* [SELECTION]:

====================

It seems the world economy has faced endless threats preventing it from sailing smoothly into a strong recovery this year.

First there was the Greek debt crisis that jolted several major banks, and then a political uprising in the Middle East that pushed up oil prices, and then a tsunami in Japan that disrupted manufacturing activities in many countries.

The world economy has not fully dusted off the adverse impacts of these three events. Yet another headwind is looming large on the horizon. This time it is the possible default of the US government of its debt on Aug. 2, if the US Congress fails to approve an increase to its debt ceiling as requested by President Barack Obama. By that date, the US government debt would have reached its maximum allocated limit of US$14.3 trillion.

The current negotiation between representatives of Democratic and Republican parties on the US budget deficit has run into a deadlock, and so the possibility is real that there won’t be any substantial agreements reached, since the dateline is nearing. Major rating agencies such as Standard and Poor, and Moody’s have warned they are ready to downgrade the US government debt rating from top grade AAA.

This would be the first time in 90 years that the US government debt has been downgraded.

It is not hard to imagine what will happen if by Aug. 2 the US government has exhausted its credit ceiling and can not get additional debt to pay for its spending needs.

The US government would have to curb its spending, and because some of these relate to payments to government employees, pensioners and other social benefits, this would strike a severe blow to the consumer spending that is so essential to the US economic recovery.

With debt default and credit rating downgrades, it would be difficult for the US government to get loans. Faced with increasing risk, investors would ask for higher returns for US government bonds. This would push interest rate higher, further depressing the economic recovery.

The US dollar would plunge, triggering a surge in commodity prices and another round of inflation around the world. A deadly combination of inflation and economic stagnation could spin the world economy into a tailspin as happened in the early 1970’s.

How would this worst case scenario affect the Indonesian economy? As capital flows out of the US, investors have tended to seek safe havens elsewhere. Commodities, especially gold and oil, would be their first targets. Emerging markets could be the next destination of this capital flight, depending on the assessment of investors on the strength of its economy and their vulnerability and exposure to the US economic fallout.

But financial crises always result in a loss of confidence and produce negative sentiments in the financial markets. They put financial markets into disarray, and as investors panic, capital starts flowing out of emerging economies.

During the global financial crisis in 2008-2009, capital moved out from emerging economies back to the advanced economies. At that time, the US government bonds and commodities like gold were considered safe havens.

If the US government defaults on its debt payment this time, the question is will the situation change? Will the US government bonds still be considered a safe haven for investors? If not, then where else will they put their money? Or maybe they would prefer to keep their money in the same place and not move it anywhere. If so, the Indonesian economy could get some benefit and may not have to face another shock.

====================

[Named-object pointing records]
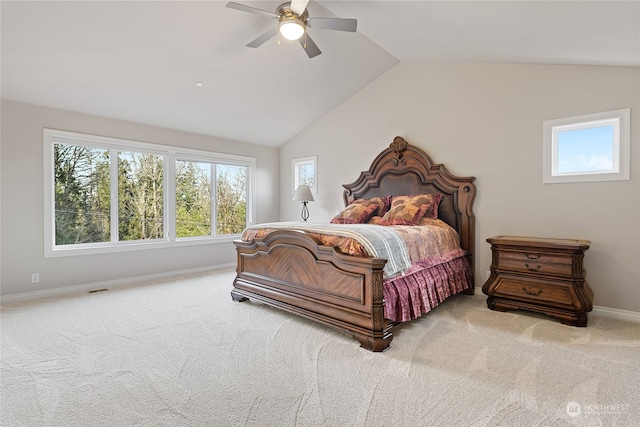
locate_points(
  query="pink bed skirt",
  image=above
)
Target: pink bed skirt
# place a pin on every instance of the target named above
(409, 297)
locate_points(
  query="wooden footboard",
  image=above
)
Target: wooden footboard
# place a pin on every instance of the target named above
(288, 270)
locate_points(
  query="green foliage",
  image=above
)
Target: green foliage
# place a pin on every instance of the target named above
(193, 199)
(231, 200)
(81, 183)
(83, 196)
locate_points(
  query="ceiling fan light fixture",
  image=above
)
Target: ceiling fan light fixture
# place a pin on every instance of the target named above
(291, 28)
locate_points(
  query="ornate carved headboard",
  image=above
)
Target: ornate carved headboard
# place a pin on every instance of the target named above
(404, 169)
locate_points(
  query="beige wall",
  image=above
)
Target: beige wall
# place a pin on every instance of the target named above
(22, 202)
(486, 120)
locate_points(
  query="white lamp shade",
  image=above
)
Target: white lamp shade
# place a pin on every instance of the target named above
(302, 194)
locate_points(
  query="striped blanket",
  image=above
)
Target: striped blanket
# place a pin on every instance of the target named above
(380, 242)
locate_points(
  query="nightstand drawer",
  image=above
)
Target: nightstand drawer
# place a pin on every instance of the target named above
(536, 262)
(535, 292)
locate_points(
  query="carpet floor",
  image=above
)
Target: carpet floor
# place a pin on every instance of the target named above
(182, 353)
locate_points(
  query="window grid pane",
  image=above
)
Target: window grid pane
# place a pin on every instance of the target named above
(193, 199)
(231, 199)
(82, 194)
(140, 196)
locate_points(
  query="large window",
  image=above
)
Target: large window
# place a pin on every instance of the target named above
(593, 147)
(105, 194)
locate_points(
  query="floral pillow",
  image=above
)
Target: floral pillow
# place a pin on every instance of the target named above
(403, 213)
(382, 203)
(355, 213)
(431, 200)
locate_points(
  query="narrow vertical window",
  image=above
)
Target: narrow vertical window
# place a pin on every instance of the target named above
(193, 199)
(82, 194)
(231, 199)
(140, 196)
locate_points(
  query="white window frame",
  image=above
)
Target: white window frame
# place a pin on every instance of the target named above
(619, 119)
(52, 136)
(296, 164)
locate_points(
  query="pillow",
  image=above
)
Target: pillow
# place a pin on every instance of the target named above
(375, 219)
(383, 204)
(403, 213)
(355, 214)
(431, 200)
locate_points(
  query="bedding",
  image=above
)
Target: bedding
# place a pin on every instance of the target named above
(340, 283)
(428, 267)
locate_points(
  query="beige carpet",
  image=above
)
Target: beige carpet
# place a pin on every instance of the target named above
(182, 353)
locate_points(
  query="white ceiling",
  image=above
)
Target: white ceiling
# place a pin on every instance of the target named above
(139, 61)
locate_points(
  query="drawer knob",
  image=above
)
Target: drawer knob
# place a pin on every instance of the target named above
(532, 268)
(536, 292)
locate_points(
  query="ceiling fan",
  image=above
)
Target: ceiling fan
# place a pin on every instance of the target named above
(293, 21)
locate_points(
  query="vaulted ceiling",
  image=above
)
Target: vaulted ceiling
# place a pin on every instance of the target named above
(140, 61)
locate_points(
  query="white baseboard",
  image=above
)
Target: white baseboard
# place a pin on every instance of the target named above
(613, 313)
(108, 284)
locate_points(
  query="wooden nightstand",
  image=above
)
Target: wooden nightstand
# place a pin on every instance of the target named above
(541, 275)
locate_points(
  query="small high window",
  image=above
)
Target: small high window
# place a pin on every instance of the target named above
(593, 147)
(304, 172)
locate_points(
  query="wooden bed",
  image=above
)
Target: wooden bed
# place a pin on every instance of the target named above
(288, 270)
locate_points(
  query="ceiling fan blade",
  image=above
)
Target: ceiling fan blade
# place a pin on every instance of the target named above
(298, 6)
(242, 7)
(309, 46)
(263, 38)
(339, 24)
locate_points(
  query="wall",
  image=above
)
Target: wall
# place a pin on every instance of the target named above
(486, 120)
(22, 202)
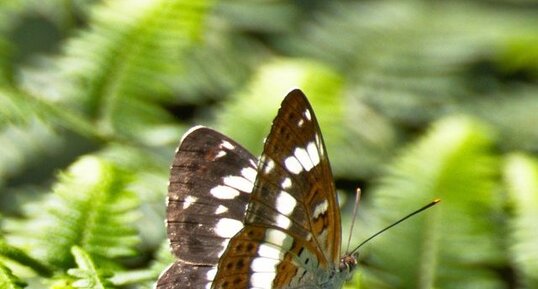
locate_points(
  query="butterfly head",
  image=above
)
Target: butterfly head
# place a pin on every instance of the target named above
(348, 263)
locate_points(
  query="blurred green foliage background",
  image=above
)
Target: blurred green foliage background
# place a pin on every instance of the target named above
(416, 100)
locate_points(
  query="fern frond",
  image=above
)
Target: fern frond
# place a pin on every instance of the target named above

====================

* [OBJECTIVE A]: Please list the three events that the article on the US debt ceiling names as earlier threats to the world economy's recovery this year.
* [OBJECTIVE B]: In the article on the US debt ceiling, what is the maximum allocated limit of US government debt?
These lines stand apart from the article on the US debt ceiling and are separate material.

* [COMPLETE RESPONSE A]:
- The Greek debt crisis
- A political uprising in the Middle East
- A tsunami in Japan

* [COMPLETE RESPONSE B]: US$14.3 trillion.